## Goals
- A) From the dyslexia life story, put this sentence into Spanish: "In school I was told I was slow."
- B) Pick up the dyslexia life story after its last sentence and keep it going.

## Provided text
********

This dyslexia life story by Josh Cope, Trustee of UK Youth, is a great example of how a young person, determined to succeed in life, pushed his way through the dyslexia pain barrier to come out the other side with a great sense of pride in being dyslexic. Share
Well done Josh, you are an amazing person and Dyslexic Brian takes his hat off to you 🙂
Once you have read this story pay a visit to Josh’s blog: my blog www.joshcope.wordpress.com
Josh Cope’s Dyslexia Life Story – so far…
In school I was told I was slow. Slow reader. Slower writer. Slow runner. HORRIFIC at playing any Game that involved hand eye coordination. So there wasn’t much to keep me engaged at school. My parents thought I had dyslexia from a young age, but the school, for whatever reason, didn’t test me. My mother would beg the head teacher and in the end I had an hour with a SPLD teacher, but still no test. Then when I reached college things changed, the teachers could see that there was obviously a problem with my reading and writing in particular and at the beginning of the first year of college I was tested and they told me I had dyslexia.

********

## Data segment
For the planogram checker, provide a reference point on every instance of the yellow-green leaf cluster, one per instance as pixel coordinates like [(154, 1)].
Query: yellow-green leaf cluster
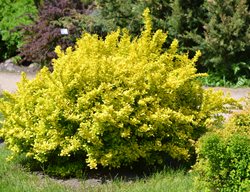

********

## Task-by-task outputs
- A) En la escuela me decían que era lento.

- B)
Not only does dyslexia affect your ability to read and write. But one of the biggest problems (I still struggle with) is organisation. As a child with dyslexia you also have to put up with the bullying and Being in such a small secondary school there were little resources available to me. So my parents paid for me to attend the DDAT centre in Cardiff. What a great program!!! They helped so much and I think it’s a program that should be available to everyone.
Since leaving school I have started college and also work for a charity called UK Youth. I could never apply myself to the subjects in school but when I find a topic that excites me I always find ways of expressing my views. Since starting working for UK Youth my confidence has grown dramatically. I feel confident enough to stand up in front of a room filled with CEO’s and fell totally comfortable. As I write this I am on my way to meet Her Royal Highness at an event where I will be giving a talk on youth empowerment.
I wanted to write this blog to tell people, and hopefully inspire other young people to get involved. Last week i managed to meet Pixie Lott (what teenage boy wouldn’t love that).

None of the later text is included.